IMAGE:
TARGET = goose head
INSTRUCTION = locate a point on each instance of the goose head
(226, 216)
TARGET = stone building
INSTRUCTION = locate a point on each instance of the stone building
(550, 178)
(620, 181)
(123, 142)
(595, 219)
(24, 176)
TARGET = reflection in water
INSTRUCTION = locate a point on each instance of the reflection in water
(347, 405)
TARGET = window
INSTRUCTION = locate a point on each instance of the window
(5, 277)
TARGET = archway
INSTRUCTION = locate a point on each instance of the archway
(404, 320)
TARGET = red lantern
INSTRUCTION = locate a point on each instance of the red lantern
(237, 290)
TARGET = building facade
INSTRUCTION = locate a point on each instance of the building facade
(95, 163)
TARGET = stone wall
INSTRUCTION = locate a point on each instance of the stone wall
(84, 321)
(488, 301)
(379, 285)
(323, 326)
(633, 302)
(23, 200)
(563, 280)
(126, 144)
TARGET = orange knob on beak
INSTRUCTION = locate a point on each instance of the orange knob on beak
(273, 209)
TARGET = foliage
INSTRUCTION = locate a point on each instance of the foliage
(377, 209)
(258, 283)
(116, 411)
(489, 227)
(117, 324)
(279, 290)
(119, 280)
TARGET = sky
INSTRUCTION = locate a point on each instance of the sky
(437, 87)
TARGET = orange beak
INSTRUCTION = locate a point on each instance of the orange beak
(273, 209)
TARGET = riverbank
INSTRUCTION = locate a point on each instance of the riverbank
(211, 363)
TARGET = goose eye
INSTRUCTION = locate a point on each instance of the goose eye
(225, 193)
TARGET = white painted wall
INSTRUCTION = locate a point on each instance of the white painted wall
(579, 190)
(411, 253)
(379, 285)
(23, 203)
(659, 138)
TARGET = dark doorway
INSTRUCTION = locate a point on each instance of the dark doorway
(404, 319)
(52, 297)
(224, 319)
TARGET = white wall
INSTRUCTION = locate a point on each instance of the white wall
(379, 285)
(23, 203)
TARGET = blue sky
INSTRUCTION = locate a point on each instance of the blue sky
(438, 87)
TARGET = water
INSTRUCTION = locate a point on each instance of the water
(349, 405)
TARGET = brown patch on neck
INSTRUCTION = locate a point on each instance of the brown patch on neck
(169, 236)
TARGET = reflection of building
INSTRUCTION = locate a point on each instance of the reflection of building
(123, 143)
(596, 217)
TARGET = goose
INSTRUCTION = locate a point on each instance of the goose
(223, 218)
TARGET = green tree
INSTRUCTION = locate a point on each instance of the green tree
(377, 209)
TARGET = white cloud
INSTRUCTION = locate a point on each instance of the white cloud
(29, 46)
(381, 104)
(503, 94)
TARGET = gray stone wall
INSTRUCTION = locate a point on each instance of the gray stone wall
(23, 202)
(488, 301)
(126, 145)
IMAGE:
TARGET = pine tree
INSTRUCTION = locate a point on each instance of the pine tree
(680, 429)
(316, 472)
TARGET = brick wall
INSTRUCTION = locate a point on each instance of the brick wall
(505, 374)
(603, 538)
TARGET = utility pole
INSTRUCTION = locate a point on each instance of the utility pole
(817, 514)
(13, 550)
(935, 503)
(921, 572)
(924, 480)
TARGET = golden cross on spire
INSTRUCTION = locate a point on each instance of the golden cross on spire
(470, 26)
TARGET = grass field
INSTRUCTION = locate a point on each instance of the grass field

WHAT IS BEING ASKED: Produce a verbatim transcription of the entries above.

CORRECT ANSWER:
IMAGE:
TARGET = goose head
INSTRUCTION = locate a point on each instance of the goose head
(226, 216)
TARGET = stone building
INSTRUCTION = locate a point on each instance of the stone building
(550, 178)
(620, 181)
(123, 142)
(595, 219)
(24, 176)
TARGET = reflection in water
INSTRUCTION = locate a point on each instance of the reflection in water
(347, 405)
TARGET = window
INSTRUCTION = locate a point on each instance of the window
(5, 277)
TARGET = archway
INSTRUCTION = locate a point on each instance of the archway
(404, 320)
TARGET = red lantern
INSTRUCTION = locate a point on each instance of the red lantern
(237, 290)
TARGET = building facade
INSTRUCTION = locate a point on each instance of the building facade
(95, 163)
TARGET = stone wall
INSTRUCTION = locate a point on each instance of the stone wall
(84, 321)
(488, 301)
(379, 285)
(323, 326)
(633, 302)
(23, 200)
(563, 280)
(126, 144)
TARGET = orange knob on beak
INSTRUCTION = locate a point on each instance of the orange knob on beak
(273, 209)
TARGET = foliage
INSTRUCTION = locate a point on each instance of the foliage
(377, 209)
(258, 283)
(116, 411)
(489, 227)
(117, 324)
(279, 290)
(119, 280)
TARGET = sky
INSTRUCTION = locate a point on each instance of the sky
(437, 87)
TARGET = orange beak
INSTRUCTION = locate a point on each instance of the orange beak
(273, 209)
TARGET = riverbank
INSTRUCTION = locate a point on each instance of the riverbank
(211, 363)
TARGET = goose eye
INSTRUCTION = locate a point on each instance of the goose eye
(225, 193)
TARGET = white painted wall
INSTRUCTION = locate a point on each instance of the white painted wall
(579, 190)
(411, 253)
(379, 285)
(23, 203)
(659, 138)
TARGET = dark doorway
INSTRUCTION = locate a point on each instance of the dark doorway
(404, 319)
(52, 297)
(224, 319)
TARGET = white wall
INSTRUCTION = locate a point on each instance of the white wall
(379, 285)
(23, 203)
TARGET = blue sky
INSTRUCTION = locate a point on each instance of the blue sky
(438, 87)
TARGET = water
INSTRUCTION = locate a point on each instance of the water
(349, 405)
TARGET = brown patch on neck
INSTRUCTION = locate a point on each instance of the brown patch on neck
(169, 236)
TARGET = reflection of building
INSTRUCTION = locate a point on each instance of the reflection of building
(123, 143)
(596, 217)
TARGET = goose
INSTRUCTION = locate a point on each instance of the goose
(223, 218)
TARGET = green tree
INSTRUCTION = locate a point on each instance of the green tree
(377, 209)
TARGET = white cloud
INSTRUCTION = locate a point on each instance of the white cloud
(29, 46)
(381, 104)
(503, 94)
TARGET = gray stone wall
INSTRUCTION = locate a point on each instance of the gray stone wall
(23, 202)
(488, 301)
(126, 145)
IMAGE:
TARGET = pine tree
INSTRUCTION = locate a point on each instance of the pine tree
(680, 429)
(316, 472)
TARGET = brick wall
INSTRUCTION = locate a point on each instance of the brick wall
(505, 374)
(603, 538)
TARGET = utility pole
INSTRUCTION = locate a point on each instance of the utility pole
(817, 514)
(13, 550)
(935, 503)
(921, 572)
(924, 480)
TARGET = golden cross on spire
INSTRUCTION = locate a point on each instance of the golden cross on spire
(470, 26)
TARGET = grass field
INSTRUCTION = locate a point on each instance of the grass field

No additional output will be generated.